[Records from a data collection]

'''

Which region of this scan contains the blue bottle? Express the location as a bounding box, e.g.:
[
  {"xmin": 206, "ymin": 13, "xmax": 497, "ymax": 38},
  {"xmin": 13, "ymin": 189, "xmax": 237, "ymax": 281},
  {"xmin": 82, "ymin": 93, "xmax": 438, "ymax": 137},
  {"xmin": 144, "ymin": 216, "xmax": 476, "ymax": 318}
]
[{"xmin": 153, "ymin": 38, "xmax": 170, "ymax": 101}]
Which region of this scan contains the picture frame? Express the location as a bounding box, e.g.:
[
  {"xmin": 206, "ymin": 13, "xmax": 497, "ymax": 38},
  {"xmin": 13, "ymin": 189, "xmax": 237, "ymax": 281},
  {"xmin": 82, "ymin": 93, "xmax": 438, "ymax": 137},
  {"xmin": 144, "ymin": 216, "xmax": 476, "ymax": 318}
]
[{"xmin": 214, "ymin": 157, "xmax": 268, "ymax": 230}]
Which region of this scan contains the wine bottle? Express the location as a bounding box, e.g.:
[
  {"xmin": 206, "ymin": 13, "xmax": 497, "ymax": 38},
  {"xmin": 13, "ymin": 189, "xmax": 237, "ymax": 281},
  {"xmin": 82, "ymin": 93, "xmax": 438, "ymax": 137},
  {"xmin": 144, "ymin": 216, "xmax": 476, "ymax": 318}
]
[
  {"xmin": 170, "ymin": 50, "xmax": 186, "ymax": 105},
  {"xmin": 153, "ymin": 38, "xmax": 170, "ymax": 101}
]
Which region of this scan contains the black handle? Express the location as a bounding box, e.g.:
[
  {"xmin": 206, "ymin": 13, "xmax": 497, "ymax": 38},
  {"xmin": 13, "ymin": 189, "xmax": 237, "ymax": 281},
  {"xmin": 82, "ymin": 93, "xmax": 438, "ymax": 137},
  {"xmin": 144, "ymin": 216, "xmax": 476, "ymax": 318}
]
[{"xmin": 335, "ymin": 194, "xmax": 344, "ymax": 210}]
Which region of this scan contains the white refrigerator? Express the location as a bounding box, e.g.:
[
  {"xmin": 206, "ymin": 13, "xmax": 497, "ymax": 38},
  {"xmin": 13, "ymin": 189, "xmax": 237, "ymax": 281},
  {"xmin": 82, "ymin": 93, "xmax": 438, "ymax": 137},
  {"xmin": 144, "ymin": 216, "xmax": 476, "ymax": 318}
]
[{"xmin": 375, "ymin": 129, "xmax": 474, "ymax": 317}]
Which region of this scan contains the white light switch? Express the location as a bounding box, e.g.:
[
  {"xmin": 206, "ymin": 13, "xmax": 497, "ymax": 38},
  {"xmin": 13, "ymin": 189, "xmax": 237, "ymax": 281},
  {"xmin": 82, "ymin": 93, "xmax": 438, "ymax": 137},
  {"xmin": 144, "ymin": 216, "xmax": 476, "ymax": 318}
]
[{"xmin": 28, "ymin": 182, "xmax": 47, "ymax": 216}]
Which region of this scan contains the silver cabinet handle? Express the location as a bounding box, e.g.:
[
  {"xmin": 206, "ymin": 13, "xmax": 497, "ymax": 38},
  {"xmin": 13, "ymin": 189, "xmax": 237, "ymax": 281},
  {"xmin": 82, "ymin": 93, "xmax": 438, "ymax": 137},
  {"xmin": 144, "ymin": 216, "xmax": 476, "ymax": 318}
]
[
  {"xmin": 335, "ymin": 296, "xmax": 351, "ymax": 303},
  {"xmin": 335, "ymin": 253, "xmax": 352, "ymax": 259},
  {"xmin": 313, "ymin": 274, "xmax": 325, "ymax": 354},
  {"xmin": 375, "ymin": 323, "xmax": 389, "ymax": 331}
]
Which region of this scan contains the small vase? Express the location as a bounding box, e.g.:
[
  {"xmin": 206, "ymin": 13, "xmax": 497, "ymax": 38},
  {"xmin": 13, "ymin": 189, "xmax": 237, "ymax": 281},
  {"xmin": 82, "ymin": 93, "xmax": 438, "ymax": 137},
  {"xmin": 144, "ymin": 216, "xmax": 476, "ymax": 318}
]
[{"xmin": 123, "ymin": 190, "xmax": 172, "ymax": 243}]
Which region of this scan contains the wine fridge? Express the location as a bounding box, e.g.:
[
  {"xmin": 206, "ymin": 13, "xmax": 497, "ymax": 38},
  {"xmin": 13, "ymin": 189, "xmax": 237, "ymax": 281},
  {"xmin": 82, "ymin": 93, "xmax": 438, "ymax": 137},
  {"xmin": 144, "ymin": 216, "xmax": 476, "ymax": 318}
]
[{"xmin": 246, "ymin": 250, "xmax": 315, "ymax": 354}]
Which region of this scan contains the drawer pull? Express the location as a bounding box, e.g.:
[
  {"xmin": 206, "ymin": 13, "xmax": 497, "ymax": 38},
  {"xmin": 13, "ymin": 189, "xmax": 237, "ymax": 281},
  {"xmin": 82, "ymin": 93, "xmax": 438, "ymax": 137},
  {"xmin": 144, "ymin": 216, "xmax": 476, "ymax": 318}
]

'''

### Goal
The records above should be repeated in full, exactly as given.

### Exercise solution
Which region of this scan contains the blue bottle? Express the location as a bounding box, e.g.:
[
  {"xmin": 206, "ymin": 13, "xmax": 497, "ymax": 38},
  {"xmin": 13, "ymin": 189, "xmax": 237, "ymax": 281},
  {"xmin": 82, "ymin": 93, "xmax": 438, "ymax": 137},
  {"xmin": 144, "ymin": 216, "xmax": 476, "ymax": 318}
]
[{"xmin": 153, "ymin": 38, "xmax": 170, "ymax": 101}]
Which region of this scan contains the picture frame? Express the location as a bounding box, e.g.:
[
  {"xmin": 206, "ymin": 13, "xmax": 497, "ymax": 38},
  {"xmin": 13, "ymin": 189, "xmax": 237, "ymax": 281},
  {"xmin": 82, "ymin": 93, "xmax": 438, "ymax": 137},
  {"xmin": 144, "ymin": 216, "xmax": 476, "ymax": 318}
]
[{"xmin": 214, "ymin": 157, "xmax": 268, "ymax": 230}]
Which region of this scan contains the wine bottle? Express the location as a bounding box, e.g.:
[
  {"xmin": 206, "ymin": 13, "xmax": 497, "ymax": 38},
  {"xmin": 13, "ymin": 189, "xmax": 237, "ymax": 281},
  {"xmin": 82, "ymin": 93, "xmax": 438, "ymax": 137},
  {"xmin": 144, "ymin": 216, "xmax": 476, "ymax": 318}
]
[
  {"xmin": 170, "ymin": 50, "xmax": 186, "ymax": 105},
  {"xmin": 153, "ymin": 38, "xmax": 170, "ymax": 101}
]
Which region of this scan contains the black handle? Express the location as a bounding box, e.g.:
[
  {"xmin": 206, "ymin": 13, "xmax": 497, "ymax": 38},
  {"xmin": 13, "ymin": 189, "xmax": 237, "ymax": 281},
  {"xmin": 82, "ymin": 93, "xmax": 438, "ymax": 137},
  {"xmin": 144, "ymin": 216, "xmax": 476, "ymax": 318}
]
[{"xmin": 335, "ymin": 194, "xmax": 344, "ymax": 210}]
Which region of this scan contains the white refrigerator? Express the location as a bounding box, e.g.:
[
  {"xmin": 206, "ymin": 13, "xmax": 497, "ymax": 38},
  {"xmin": 13, "ymin": 189, "xmax": 237, "ymax": 281},
  {"xmin": 82, "ymin": 93, "xmax": 438, "ymax": 137},
  {"xmin": 144, "ymin": 216, "xmax": 476, "ymax": 318}
]
[{"xmin": 375, "ymin": 129, "xmax": 474, "ymax": 317}]
Which region of this scan contains the white light switch? Express the location as a bounding box, e.g.:
[
  {"xmin": 206, "ymin": 13, "xmax": 497, "ymax": 38},
  {"xmin": 13, "ymin": 189, "xmax": 237, "ymax": 281},
  {"xmin": 82, "ymin": 93, "xmax": 438, "ymax": 137},
  {"xmin": 144, "ymin": 216, "xmax": 476, "ymax": 318}
]
[{"xmin": 28, "ymin": 182, "xmax": 47, "ymax": 216}]
Which region of this scan contains the silver cabinet handle? Express the location as a bounding box, e.g.:
[
  {"xmin": 206, "ymin": 13, "xmax": 497, "ymax": 38},
  {"xmin": 13, "ymin": 189, "xmax": 237, "ymax": 281},
  {"xmin": 82, "ymin": 93, "xmax": 438, "ymax": 137},
  {"xmin": 144, "ymin": 216, "xmax": 476, "ymax": 318}
]
[
  {"xmin": 335, "ymin": 296, "xmax": 351, "ymax": 303},
  {"xmin": 335, "ymin": 253, "xmax": 352, "ymax": 259},
  {"xmin": 313, "ymin": 274, "xmax": 325, "ymax": 354},
  {"xmin": 375, "ymin": 323, "xmax": 389, "ymax": 331}
]
Which region of this scan contains the small vase? Express the location as a bounding box, e.g.:
[
  {"xmin": 206, "ymin": 13, "xmax": 497, "ymax": 38},
  {"xmin": 13, "ymin": 189, "xmax": 237, "ymax": 281},
  {"xmin": 82, "ymin": 93, "xmax": 438, "ymax": 137},
  {"xmin": 144, "ymin": 216, "xmax": 476, "ymax": 318}
]
[{"xmin": 123, "ymin": 190, "xmax": 172, "ymax": 243}]
Which region of this scan contains the wine fridge? Express the location as a bounding box, e.g.:
[
  {"xmin": 206, "ymin": 13, "xmax": 497, "ymax": 38},
  {"xmin": 13, "ymin": 189, "xmax": 237, "ymax": 281},
  {"xmin": 82, "ymin": 93, "xmax": 438, "ymax": 137},
  {"xmin": 144, "ymin": 216, "xmax": 476, "ymax": 318}
]
[{"xmin": 246, "ymin": 250, "xmax": 315, "ymax": 354}]
Which region of this scan contains the drawer pull? Express the location as a bounding box, e.g.:
[
  {"xmin": 206, "ymin": 13, "xmax": 497, "ymax": 38},
  {"xmin": 13, "ymin": 189, "xmax": 237, "ymax": 281},
  {"xmin": 82, "ymin": 93, "xmax": 438, "ymax": 137},
  {"xmin": 144, "ymin": 216, "xmax": 476, "ymax": 318}
]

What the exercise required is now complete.